Leukemia Diagnosis System

Leukemia Detection System.

Inspiration

This project was inspired by a desire to use technology to directly help people in medicine, especially in highly skilled and demanding fields like radiology and pathology. Diagnosing leukemia from blood smear images is time-intensive and requires significant expertise, and we wanted to explore how machine learning could act as a reliable decision-support tool to reduce cognitive load and improve consistency in early triage.

What I Learned

Through this project, I gained hands-on experience with machine learning and deep learning, particularly neural networks for image classification. I learned how model architecture, data preprocessing, and training strategies affect performance, as well as how to evaluate models using probabilistic outputs rather than just raw accuracy. I also learned how to deploy models in a way that makes them usable outside of a notebook environment.

How We Built It

We built an end-to-end ML pipeline that analyzes blood smear images to diagnose leukemia subtypes and forecast disease progression. The system uses a convolutional neural network trained on labeled microscopy images, with preprocessing steps to standardize image size and normalize inputs. After training, the model outputs class probabilities and confidence scores, which are exposed through a backend API so the system can be used as a practical diagnostic aid rather than just a research prototype.

Activities ▸
a) In the leukemia project description, what type of neural network does the system use to analyze blood smear images?
b) Reproduce a passage from the leukemia project description word for word, starting at the words "Leukemia Diagnosis System" and ending after the words "in early triage.".

Dataset excerpt ▸

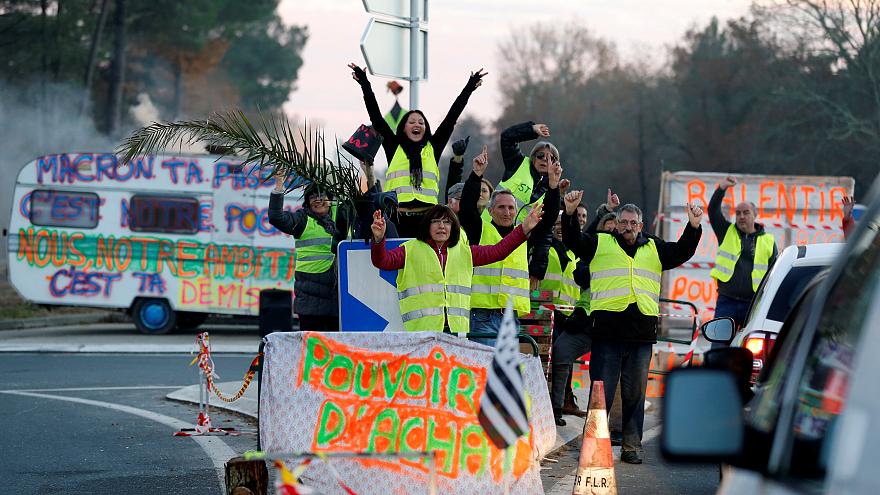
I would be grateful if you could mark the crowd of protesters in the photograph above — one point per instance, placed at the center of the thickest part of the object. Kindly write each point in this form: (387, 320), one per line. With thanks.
(491, 245)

Responses per task ▸
a) A convolutional neural network.

b)
Leukemia Diagnosis System

Leukemia Detection System.

Inspiration

This project was inspired by a desire to use technology to directly help people in medicine, especially in highly skilled and demanding fields like radiology and pathology. Diagnosing leukemia from blood smear images is time-intensive and requires significant expertise, and we wanted to explore how machine learning could act as a reliable decision-support tool to reduce cognitive load and improve consistency in early triage.